Data shown:
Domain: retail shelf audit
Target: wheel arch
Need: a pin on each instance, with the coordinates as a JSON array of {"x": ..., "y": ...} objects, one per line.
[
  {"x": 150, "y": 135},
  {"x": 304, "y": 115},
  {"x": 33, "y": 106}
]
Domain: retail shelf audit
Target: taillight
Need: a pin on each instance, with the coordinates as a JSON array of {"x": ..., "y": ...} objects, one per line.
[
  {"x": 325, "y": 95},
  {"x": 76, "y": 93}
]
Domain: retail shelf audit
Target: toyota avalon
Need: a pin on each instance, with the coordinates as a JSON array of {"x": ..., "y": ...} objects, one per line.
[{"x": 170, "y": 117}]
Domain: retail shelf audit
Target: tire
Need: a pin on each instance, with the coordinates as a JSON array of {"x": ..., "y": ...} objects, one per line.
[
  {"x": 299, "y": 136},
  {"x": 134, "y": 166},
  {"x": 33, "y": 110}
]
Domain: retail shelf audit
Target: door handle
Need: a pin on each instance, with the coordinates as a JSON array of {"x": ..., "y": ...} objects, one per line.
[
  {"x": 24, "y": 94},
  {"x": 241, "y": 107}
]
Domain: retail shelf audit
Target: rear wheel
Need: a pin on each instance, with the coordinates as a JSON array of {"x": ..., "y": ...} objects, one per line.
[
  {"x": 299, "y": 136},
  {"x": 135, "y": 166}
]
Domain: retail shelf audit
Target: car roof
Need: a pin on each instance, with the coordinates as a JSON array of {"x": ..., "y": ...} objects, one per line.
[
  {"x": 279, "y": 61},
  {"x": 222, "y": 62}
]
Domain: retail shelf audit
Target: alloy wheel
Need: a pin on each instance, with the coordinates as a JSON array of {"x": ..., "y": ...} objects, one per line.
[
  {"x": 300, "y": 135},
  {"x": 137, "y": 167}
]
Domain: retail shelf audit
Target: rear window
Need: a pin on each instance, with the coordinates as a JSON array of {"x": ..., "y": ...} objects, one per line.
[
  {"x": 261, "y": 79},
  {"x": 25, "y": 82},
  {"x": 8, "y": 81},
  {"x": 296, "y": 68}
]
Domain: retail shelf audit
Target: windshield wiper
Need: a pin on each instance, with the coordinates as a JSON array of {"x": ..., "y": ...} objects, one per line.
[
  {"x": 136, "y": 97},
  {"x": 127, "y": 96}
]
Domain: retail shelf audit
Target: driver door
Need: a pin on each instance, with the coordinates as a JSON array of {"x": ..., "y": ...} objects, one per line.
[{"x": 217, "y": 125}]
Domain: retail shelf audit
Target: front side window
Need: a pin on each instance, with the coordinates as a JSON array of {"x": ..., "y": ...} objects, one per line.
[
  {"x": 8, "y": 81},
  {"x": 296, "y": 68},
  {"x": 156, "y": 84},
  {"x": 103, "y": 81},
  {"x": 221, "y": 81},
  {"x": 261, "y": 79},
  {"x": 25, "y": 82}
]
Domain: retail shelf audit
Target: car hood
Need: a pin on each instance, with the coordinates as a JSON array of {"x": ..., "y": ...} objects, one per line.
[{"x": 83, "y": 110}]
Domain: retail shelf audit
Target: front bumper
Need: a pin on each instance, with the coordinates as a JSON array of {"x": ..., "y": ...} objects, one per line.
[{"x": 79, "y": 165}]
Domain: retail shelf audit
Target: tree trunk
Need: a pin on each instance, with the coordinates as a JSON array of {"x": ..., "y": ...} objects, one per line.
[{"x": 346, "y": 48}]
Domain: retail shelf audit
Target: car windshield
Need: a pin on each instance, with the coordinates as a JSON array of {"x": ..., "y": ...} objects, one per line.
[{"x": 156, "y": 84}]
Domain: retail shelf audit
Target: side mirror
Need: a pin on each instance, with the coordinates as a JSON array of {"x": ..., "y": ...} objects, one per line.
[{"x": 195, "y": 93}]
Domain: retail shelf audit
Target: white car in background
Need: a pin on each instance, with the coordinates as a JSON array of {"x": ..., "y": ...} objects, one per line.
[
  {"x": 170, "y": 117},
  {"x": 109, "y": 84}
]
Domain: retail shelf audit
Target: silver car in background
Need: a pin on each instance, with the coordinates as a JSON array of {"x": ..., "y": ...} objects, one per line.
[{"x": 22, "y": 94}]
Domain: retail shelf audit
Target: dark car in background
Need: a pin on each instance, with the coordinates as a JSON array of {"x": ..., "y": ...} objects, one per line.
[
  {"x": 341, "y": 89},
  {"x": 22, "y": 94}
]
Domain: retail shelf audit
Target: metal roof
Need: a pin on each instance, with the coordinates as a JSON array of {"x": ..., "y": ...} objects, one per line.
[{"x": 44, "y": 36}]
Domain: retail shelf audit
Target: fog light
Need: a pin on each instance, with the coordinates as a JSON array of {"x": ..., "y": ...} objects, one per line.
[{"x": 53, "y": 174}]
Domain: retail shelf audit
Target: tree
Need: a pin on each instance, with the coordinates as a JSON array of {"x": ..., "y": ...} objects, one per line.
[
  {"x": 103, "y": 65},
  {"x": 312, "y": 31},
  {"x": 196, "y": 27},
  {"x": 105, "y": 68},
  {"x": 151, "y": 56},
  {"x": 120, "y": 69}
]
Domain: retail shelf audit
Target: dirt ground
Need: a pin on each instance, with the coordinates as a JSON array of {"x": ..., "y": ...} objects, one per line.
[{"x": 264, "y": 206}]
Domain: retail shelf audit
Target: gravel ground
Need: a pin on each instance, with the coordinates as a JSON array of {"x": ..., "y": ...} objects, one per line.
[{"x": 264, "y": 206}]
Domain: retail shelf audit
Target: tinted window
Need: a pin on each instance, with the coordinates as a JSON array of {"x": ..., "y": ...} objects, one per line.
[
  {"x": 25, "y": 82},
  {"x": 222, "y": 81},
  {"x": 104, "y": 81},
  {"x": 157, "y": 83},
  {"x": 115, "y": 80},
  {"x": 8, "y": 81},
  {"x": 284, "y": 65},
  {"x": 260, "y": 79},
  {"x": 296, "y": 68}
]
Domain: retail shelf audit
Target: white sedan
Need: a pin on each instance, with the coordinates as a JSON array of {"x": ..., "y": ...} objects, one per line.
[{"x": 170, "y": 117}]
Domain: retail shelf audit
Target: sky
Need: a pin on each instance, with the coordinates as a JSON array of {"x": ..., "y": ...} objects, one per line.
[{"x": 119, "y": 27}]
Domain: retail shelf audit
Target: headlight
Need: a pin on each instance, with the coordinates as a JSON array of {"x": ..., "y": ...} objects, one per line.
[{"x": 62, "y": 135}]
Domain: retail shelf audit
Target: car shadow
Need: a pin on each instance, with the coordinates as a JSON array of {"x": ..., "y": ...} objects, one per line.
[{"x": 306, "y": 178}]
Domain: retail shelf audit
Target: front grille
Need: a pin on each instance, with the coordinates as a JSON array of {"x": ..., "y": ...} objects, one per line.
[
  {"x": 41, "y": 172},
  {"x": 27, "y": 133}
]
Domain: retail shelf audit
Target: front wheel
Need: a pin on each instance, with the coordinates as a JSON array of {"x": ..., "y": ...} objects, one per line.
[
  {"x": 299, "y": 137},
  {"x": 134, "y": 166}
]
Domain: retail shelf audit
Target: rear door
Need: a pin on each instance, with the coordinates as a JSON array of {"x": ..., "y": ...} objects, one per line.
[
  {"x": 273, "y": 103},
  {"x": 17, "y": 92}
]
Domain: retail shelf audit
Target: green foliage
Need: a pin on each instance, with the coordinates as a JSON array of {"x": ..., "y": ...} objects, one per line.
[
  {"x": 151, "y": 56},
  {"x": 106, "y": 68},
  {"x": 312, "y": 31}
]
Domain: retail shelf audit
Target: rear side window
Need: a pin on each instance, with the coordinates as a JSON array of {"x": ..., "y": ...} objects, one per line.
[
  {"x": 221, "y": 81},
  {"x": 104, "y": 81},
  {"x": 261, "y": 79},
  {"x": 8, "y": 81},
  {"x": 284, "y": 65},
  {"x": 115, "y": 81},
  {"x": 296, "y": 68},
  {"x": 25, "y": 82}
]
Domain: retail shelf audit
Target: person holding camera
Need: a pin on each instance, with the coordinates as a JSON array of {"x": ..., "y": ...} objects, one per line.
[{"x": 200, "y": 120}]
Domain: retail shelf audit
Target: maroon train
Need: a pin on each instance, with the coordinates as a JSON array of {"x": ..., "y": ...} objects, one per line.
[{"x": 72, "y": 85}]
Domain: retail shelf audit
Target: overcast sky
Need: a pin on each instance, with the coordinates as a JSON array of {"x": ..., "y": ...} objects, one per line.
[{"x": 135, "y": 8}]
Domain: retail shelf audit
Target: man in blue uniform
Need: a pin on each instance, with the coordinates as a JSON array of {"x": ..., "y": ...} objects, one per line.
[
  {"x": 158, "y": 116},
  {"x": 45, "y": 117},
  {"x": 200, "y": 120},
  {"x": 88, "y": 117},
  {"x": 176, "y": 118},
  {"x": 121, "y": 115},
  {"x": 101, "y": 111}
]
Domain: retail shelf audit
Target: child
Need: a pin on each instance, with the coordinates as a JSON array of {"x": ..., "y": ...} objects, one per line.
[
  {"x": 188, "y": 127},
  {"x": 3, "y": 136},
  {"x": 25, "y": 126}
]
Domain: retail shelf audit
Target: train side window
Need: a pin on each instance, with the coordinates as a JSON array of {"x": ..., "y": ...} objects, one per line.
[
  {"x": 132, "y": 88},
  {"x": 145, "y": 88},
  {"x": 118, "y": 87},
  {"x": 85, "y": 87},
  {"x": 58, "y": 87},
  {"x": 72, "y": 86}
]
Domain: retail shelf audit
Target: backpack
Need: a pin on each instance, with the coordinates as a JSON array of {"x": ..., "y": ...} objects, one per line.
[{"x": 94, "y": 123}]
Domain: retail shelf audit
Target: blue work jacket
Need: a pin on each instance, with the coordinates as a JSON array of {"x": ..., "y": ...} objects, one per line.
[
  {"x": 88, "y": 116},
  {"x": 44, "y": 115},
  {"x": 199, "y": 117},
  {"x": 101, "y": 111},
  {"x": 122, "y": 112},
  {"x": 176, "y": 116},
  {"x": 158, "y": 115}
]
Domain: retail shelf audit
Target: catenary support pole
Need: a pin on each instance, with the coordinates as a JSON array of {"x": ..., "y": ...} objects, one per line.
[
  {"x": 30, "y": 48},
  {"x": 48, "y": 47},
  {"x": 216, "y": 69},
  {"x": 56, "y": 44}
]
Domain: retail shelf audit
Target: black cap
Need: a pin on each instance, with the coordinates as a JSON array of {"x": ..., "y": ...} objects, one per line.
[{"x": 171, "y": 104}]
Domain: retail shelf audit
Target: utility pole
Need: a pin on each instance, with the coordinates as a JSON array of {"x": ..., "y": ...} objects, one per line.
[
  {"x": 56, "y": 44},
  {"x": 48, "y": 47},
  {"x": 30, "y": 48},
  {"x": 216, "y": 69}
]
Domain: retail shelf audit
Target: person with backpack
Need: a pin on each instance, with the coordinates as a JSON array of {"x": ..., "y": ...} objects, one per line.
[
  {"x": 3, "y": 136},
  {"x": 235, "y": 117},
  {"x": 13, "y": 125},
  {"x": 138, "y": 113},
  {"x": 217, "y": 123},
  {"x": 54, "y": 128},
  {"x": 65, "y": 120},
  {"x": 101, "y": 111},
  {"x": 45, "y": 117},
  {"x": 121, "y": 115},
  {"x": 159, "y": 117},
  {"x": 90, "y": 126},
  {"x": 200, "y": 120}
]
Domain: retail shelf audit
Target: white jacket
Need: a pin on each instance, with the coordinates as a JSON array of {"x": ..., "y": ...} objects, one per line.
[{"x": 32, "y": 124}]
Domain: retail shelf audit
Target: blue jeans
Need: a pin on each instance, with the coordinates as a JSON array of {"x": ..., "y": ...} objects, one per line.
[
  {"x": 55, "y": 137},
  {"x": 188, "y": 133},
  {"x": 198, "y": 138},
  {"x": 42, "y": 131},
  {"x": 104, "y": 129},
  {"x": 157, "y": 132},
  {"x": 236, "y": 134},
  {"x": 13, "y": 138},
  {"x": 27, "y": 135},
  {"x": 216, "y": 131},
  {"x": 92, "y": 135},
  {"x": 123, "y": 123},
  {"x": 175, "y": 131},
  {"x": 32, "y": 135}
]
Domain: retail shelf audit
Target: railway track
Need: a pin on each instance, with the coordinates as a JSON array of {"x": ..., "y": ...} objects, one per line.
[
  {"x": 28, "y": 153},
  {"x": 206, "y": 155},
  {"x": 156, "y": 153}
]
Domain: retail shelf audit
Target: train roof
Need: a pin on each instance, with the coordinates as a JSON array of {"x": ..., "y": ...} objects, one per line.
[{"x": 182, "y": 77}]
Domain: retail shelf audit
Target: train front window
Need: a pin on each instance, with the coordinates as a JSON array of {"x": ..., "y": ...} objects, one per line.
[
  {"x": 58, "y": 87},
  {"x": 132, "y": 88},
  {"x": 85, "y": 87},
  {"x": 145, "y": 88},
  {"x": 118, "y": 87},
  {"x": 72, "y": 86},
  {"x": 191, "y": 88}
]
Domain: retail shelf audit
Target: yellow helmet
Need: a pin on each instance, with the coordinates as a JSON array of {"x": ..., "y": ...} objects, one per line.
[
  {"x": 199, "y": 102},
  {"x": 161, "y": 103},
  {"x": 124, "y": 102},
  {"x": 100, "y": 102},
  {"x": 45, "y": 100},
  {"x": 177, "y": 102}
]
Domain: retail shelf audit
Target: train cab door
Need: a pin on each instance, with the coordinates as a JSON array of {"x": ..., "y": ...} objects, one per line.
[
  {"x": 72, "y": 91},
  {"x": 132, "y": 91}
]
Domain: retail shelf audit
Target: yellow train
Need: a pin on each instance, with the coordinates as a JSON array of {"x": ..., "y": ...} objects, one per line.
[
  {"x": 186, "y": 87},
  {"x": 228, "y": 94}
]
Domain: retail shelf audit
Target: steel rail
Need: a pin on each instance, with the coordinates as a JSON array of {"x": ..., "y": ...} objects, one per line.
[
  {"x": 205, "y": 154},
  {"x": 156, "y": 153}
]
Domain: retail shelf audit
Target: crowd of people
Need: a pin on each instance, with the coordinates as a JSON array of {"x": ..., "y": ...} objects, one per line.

Work instructions: Output, from the data above, the lines from the line with "Target: toyota avalon" to the line with "Target: rear wheel" exactly as they stand, both ends included and nothing else.

Answer space:
Target: toyota avalon
Need: a pin on each instance, with the coordinates as a JSON array of {"x": ..., "y": ...} objects, one per line.
[{"x": 170, "y": 117}]
Domain: retail shelf audit
Target: tire
Need: a pin on each instance, with the coordinates as a JSON array of {"x": ..., "y": ...} objects, one per line.
[
  {"x": 299, "y": 136},
  {"x": 134, "y": 166},
  {"x": 33, "y": 110}
]
Domain: retail shelf audit
Target: door handle
Need: a pin on each instance, with the coordinates as a JSON array of {"x": ..., "y": ...} objects, one per line.
[
  {"x": 24, "y": 94},
  {"x": 241, "y": 107}
]
Domain: retail shelf audit
Target: rear wheel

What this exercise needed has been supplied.